- Natural-language object grounding data:
——

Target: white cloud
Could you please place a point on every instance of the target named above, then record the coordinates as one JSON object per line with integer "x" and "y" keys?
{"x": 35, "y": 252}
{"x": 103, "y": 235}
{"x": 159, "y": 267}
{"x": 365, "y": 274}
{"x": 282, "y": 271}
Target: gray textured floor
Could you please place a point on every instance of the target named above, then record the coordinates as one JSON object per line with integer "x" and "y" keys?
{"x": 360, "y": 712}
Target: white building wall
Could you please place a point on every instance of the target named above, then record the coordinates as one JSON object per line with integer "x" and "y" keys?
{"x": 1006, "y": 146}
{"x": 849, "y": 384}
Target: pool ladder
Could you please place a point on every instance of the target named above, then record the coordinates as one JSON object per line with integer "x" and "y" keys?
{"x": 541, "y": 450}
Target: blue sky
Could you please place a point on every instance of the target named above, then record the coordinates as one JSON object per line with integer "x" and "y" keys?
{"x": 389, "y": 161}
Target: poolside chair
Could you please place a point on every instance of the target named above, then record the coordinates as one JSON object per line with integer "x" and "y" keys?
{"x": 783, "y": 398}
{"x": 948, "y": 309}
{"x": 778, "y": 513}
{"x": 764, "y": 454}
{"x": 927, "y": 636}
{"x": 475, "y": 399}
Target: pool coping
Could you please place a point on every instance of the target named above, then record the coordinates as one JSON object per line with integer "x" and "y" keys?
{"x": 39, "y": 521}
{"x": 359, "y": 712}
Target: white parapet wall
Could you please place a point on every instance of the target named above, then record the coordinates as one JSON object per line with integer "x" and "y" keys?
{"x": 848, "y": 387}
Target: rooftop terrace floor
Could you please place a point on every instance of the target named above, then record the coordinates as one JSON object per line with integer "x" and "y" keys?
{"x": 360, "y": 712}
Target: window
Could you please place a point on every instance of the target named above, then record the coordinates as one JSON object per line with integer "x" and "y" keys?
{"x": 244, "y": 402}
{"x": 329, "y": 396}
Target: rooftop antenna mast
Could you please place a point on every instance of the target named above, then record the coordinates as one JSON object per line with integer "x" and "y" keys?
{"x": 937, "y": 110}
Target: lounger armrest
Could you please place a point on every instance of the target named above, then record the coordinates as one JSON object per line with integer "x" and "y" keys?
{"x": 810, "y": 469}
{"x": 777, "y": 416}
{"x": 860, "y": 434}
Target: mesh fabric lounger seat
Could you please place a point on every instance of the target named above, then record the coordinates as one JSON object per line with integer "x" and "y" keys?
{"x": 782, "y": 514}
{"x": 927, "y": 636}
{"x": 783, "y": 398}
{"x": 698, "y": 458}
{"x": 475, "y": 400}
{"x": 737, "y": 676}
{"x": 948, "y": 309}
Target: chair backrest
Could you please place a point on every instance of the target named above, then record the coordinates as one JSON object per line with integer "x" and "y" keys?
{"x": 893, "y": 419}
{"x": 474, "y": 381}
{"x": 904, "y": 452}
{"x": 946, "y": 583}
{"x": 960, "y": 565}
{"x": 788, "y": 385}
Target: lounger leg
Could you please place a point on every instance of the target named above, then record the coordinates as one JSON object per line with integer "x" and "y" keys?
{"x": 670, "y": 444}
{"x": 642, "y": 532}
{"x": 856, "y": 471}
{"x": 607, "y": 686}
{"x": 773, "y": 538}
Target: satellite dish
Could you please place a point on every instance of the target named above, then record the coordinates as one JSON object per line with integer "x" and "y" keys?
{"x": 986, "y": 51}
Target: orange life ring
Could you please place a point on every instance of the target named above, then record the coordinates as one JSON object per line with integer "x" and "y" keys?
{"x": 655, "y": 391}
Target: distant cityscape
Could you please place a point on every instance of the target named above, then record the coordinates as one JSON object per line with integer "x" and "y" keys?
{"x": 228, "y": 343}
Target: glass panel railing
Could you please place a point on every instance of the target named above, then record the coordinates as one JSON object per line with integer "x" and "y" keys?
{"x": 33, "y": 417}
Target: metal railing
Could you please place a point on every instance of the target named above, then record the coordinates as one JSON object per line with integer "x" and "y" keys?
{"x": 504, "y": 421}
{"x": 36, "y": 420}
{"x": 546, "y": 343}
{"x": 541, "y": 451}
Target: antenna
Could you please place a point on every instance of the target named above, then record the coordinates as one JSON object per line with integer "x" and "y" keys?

——

- WHAT YOU NEED TO DO:
Output all of the records above unchanged.

- ANSWER FOR THIS EXERCISE:
Target: white cloud
Could you please place a point on every instance of the target named above, then record the coordinates as one JSON object per line with integer "x" and "y" keys?
{"x": 35, "y": 252}
{"x": 103, "y": 235}
{"x": 159, "y": 267}
{"x": 365, "y": 274}
{"x": 282, "y": 271}
Target: gray textured floor
Could you please place a point on every instance of the target named above, then record the coordinates as one JSON object per line with integer "x" and "y" keys?
{"x": 360, "y": 712}
Target: white building wall
Could you please place a point on every instance of the target named above, then record the coordinates as one JSON object per line with integer "x" and "y" keys?
{"x": 1006, "y": 146}
{"x": 849, "y": 384}
Target: pool ladder
Could you please place a point on every instance of the target named above, then record the coordinates as one JSON object per line with integer "x" and "y" keys?
{"x": 541, "y": 450}
Target: blue sky
Could you please place a point on every instance of the target named above, then record the coordinates as one JSON object per line with integer "x" and "y" keys?
{"x": 389, "y": 161}
Target: poolside chair
Could you please place a point on every instance of the target named above, then record the coordinates as one JSON object per line with integer "x" and "y" keys?
{"x": 783, "y": 398}
{"x": 948, "y": 309}
{"x": 778, "y": 513}
{"x": 764, "y": 454}
{"x": 927, "y": 636}
{"x": 475, "y": 399}
Target: pool coping
Could you please place a point on every instance of the target named above, then record the coordinates as one JSON object per line with integer "x" and "y" keys?
{"x": 39, "y": 521}
{"x": 359, "y": 712}
Target: white parapet wall
Could you please place a point on every instance of the target named above, then record the coordinates as one JSON object per line with integer "x" and "y" keys?
{"x": 848, "y": 387}
Target: rooftop terrace floor
Could you please place a point on every instance of the target named above, then record the coordinates as one JSON object per line with integer "x" and "y" keys?
{"x": 360, "y": 712}
Target: window
Could you please place a point on every instance of the target named above, then record the coordinates as one JSON object per line with integer "x" and "y" keys?
{"x": 244, "y": 402}
{"x": 329, "y": 396}
Target: rooftop antenna mast
Could you please place a point on every instance of the target named above, then record the coordinates as one JSON object per line with integer "x" and "y" keys?
{"x": 937, "y": 110}
Target: lounger armrest
Could you please place a point on every instance of the target named above, then record the coordinates as one JSON object per line with integer "x" and "y" keys?
{"x": 810, "y": 469}
{"x": 777, "y": 416}
{"x": 860, "y": 434}
Target: mesh fabric lounger seat
Could you please place a point on every instance of the target named above, then record the coordinates as one JSON object per line with integer "x" and "y" keys?
{"x": 782, "y": 514}
{"x": 927, "y": 636}
{"x": 783, "y": 398}
{"x": 698, "y": 458}
{"x": 475, "y": 400}
{"x": 737, "y": 676}
{"x": 948, "y": 309}
Target: chair backrest
Could you please place a point on every instance of the target named above, then record the coordinates as one JSON object per line with integer "x" and "y" keys?
{"x": 893, "y": 419}
{"x": 474, "y": 381}
{"x": 904, "y": 452}
{"x": 946, "y": 583}
{"x": 960, "y": 565}
{"x": 788, "y": 385}
Target: lounger leg
Could you please place a point on every instance of the target named above, then record the coordinates as one JSON object per line with integer "x" and "y" keys?
{"x": 670, "y": 444}
{"x": 642, "y": 532}
{"x": 856, "y": 471}
{"x": 607, "y": 686}
{"x": 773, "y": 538}
Target: satellite dish
Could you please place a point on every instance of the target named above, then record the coordinates as one JSON object per line with integer "x" and "y" keys?
{"x": 986, "y": 51}
Target: orange life ring
Could you please place a point on every instance of the target named above, then record the coordinates as one JSON object per line with integer "x" and "y" keys?
{"x": 655, "y": 391}
Target: distant cityscape
Could you please place a point on every instance of the target named above, then record the coordinates as one JSON object per line with integer "x" and "y" keys?
{"x": 228, "y": 343}
Target: glass panel railing
Could you please place a point on every instance of the target named above, then record the coordinates as one JSON object per line with integer "x" and "y" keys?
{"x": 33, "y": 417}
Target: metal railing
Could you please place a point on every instance of the target named above, then record the coordinates as one JSON object per line with integer "x" and "y" keys?
{"x": 504, "y": 421}
{"x": 36, "y": 420}
{"x": 546, "y": 343}
{"x": 541, "y": 451}
Target: antenna
Could you please place a point on every instance of the target named above, then record the coordinates as one JSON object per line with integer "x" and "y" keys?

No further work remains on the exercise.